**Selection:**
^^^^^^^^^^^^^^^^

# Cooling fans - too loud?



## jjkarrington (Jul 28, 2007)

I bought a 2000 Altima with 94K recently. I noticed that when the two engine cooling fans are running, they sound excessively loud (like a home air conditioner). I've read posts that suggest that loud is normal and some posts that loud is not normal. Are they really that loud? The car is quiet as a kitten when the fans are off.


----------



## 2000one (Aug 1, 2007)

Same here. I just bought a 2001 and its pretty damn loud. Been looking for a way to quiet them down.


----------



## jjkarrington (Jul 28, 2007)

I picked up the factory manual from hxxp://www.phatg20.net/. There are temperature charts on page EC-443 (Electronic Control) that helps explain under what conditions both fans come one. Of course, this doesn't explain if noisy is normal or not. Thanks.


----------



## Ryan's Altima (Aug 29, 2006)

My 2000 roars like a jet. Its always when I have the A/C on and its over 80. From what I understand, the intake manifold gasket is a big problem with the car, and its due to high temps in the V-4 engines doing something to the rubber gasket. So to make them last longer, they made the fans stronger, to keep the engine as cool as possible. Thats what the good ole mechanic down at Nissan told me, I guess you could just disconnect one of the fans and make it half as noisy?


----------



## 2000one (Aug 1, 2007)

Sounds reasonable...

But I'll take a loud fan and a longer lasting engine over a quite fan.


----------

^^^^^^^^^^^^^^^^

**Information supplied:**
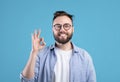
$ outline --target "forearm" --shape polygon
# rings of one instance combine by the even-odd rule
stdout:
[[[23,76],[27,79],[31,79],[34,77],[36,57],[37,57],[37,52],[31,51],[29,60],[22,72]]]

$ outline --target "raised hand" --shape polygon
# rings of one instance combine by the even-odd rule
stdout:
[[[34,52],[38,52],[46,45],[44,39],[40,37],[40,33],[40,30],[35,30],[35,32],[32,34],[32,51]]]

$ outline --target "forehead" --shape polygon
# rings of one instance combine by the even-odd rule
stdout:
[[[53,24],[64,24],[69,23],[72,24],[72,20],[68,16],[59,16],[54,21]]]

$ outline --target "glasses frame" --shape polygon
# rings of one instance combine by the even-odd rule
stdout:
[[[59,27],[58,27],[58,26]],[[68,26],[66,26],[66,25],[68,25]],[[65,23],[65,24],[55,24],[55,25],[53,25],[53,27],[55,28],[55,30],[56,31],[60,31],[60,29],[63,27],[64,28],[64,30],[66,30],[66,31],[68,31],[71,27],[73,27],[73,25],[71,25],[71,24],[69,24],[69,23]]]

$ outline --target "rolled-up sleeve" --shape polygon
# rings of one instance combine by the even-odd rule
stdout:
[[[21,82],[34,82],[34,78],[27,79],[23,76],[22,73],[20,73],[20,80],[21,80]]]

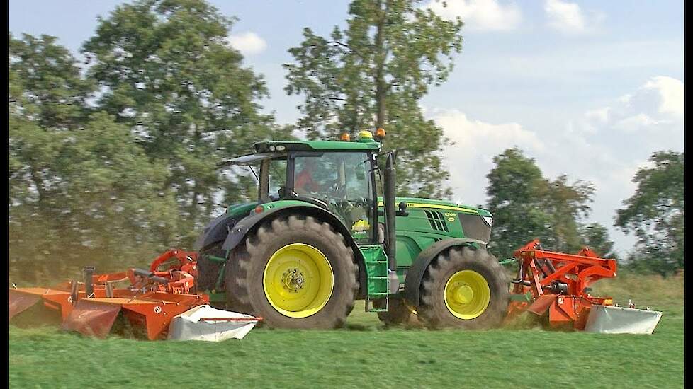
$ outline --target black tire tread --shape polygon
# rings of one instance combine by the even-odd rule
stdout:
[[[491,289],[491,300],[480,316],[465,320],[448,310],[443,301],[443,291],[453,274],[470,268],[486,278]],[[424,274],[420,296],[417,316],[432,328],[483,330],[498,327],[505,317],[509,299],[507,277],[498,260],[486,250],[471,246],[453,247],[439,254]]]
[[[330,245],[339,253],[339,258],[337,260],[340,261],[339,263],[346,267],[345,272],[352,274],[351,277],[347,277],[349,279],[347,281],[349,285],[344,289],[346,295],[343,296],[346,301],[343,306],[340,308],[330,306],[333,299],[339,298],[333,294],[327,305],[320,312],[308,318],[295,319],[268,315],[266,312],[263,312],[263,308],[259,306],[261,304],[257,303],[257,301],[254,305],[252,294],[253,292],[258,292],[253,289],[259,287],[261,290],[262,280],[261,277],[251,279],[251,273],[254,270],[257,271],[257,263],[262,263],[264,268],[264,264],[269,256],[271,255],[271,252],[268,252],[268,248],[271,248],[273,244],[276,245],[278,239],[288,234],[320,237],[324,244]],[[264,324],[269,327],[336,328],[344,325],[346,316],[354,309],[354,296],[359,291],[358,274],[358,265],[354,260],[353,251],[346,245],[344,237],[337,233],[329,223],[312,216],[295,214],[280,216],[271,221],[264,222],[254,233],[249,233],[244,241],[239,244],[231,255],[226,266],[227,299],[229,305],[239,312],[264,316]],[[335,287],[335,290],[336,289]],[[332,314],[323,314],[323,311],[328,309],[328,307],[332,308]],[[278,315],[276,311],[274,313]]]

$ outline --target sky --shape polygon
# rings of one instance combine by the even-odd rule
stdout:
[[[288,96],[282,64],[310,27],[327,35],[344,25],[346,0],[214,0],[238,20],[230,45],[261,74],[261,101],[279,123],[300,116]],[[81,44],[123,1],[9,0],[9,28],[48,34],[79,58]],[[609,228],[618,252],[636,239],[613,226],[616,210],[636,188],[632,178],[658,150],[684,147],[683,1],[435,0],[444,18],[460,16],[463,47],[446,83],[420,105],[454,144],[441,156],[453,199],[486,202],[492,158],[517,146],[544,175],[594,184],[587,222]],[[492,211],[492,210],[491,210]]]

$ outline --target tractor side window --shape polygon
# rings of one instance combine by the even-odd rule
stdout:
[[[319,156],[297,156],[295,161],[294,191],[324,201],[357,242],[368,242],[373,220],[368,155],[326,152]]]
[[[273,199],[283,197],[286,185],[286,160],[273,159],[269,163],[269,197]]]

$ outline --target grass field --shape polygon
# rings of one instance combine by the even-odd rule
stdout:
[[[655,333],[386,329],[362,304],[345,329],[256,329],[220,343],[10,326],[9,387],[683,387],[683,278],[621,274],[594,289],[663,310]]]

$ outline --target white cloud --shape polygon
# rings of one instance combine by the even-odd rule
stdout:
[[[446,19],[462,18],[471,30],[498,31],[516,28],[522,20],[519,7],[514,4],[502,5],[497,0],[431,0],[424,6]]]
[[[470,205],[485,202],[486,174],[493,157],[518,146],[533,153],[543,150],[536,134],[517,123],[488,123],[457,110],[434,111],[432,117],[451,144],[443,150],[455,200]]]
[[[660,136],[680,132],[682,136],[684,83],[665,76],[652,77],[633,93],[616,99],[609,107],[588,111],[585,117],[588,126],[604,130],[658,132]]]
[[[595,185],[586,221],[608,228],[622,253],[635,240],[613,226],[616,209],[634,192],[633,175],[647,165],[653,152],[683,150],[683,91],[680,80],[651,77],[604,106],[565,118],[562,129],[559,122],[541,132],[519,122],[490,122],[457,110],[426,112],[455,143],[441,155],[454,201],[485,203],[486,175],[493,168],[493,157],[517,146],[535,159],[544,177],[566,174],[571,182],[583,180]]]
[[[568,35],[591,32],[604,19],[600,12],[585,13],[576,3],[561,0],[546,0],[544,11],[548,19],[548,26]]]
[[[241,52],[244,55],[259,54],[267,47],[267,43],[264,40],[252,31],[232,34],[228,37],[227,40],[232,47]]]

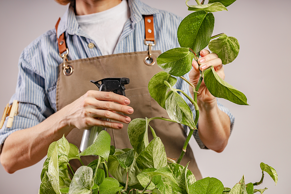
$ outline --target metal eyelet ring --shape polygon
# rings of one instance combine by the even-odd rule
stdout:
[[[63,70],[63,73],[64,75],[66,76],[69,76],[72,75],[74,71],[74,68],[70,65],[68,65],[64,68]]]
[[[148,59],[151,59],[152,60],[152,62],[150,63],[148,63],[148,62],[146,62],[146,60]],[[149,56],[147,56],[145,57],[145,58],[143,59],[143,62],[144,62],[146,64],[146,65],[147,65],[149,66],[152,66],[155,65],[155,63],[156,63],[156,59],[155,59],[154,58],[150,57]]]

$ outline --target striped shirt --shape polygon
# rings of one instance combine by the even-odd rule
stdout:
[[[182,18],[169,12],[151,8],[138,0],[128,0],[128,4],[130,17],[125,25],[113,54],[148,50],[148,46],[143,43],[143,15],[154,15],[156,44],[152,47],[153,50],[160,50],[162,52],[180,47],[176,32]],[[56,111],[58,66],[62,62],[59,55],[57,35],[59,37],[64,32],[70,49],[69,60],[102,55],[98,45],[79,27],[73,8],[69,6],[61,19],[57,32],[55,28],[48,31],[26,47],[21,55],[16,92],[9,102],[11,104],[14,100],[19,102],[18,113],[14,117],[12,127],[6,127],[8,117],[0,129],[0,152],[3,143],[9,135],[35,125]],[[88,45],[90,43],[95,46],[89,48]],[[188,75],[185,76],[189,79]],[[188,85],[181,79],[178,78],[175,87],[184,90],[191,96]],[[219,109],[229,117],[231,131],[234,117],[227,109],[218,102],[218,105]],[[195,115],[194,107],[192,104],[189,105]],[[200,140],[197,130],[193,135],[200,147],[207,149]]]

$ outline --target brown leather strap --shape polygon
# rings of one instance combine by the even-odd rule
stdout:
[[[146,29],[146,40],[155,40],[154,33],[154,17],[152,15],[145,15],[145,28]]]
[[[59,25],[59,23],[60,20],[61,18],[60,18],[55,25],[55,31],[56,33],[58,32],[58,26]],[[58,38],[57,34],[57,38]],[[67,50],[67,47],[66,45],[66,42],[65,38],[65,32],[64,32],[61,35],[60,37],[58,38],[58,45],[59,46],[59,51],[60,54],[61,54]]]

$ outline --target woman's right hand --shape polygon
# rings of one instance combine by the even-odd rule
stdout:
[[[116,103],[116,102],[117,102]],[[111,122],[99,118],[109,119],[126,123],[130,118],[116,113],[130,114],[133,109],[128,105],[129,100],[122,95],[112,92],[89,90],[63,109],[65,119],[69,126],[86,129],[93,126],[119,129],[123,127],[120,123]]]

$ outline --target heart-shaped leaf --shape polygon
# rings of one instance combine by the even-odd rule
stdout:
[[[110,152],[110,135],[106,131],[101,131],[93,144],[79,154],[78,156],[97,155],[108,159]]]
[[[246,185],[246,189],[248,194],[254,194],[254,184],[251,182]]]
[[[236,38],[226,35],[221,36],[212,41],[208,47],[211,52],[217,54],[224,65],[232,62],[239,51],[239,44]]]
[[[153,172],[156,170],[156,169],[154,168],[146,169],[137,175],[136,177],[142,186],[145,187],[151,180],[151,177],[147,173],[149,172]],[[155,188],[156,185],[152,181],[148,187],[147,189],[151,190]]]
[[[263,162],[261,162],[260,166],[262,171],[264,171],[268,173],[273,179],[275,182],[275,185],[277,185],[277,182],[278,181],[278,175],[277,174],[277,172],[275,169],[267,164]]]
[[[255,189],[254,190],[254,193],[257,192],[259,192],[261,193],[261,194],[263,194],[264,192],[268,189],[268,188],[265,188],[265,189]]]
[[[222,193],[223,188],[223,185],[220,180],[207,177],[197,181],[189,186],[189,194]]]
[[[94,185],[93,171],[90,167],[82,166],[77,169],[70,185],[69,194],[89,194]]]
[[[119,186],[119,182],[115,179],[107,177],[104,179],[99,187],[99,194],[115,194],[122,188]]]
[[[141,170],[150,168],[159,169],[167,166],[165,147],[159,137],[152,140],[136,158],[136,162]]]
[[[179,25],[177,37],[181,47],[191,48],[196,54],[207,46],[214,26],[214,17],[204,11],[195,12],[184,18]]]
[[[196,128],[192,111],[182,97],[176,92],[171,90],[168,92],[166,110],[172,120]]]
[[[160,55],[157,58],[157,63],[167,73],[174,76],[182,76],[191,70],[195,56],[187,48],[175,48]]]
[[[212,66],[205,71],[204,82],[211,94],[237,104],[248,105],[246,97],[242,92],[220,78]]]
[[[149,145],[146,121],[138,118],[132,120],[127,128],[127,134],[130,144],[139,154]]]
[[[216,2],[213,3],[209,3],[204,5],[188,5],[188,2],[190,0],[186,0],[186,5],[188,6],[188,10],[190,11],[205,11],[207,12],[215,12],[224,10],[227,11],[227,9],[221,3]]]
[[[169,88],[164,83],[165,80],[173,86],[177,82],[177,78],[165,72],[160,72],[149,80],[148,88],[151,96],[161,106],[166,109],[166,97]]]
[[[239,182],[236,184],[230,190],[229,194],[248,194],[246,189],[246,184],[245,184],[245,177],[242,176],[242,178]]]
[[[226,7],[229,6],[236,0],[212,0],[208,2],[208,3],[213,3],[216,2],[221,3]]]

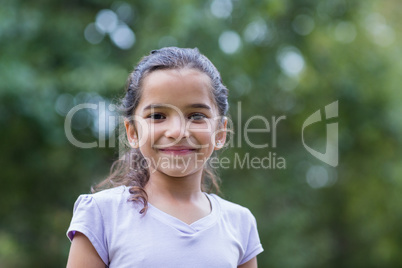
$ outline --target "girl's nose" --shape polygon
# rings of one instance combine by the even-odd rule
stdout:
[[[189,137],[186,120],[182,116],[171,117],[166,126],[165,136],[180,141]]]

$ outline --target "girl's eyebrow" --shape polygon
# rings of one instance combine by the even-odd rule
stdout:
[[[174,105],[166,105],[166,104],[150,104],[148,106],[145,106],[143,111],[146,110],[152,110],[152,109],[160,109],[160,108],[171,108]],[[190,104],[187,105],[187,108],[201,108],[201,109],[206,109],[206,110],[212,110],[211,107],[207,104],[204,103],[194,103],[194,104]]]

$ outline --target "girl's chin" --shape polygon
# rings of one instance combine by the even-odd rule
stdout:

^^^^^^^^^^^^^^^^

**Your objective:** In the forum thread on loud cooling fans, on which page of the factory manual are the temperature charts explaining when both fans come on?

**Problem solution:** Page EC-443 (Electronic Control).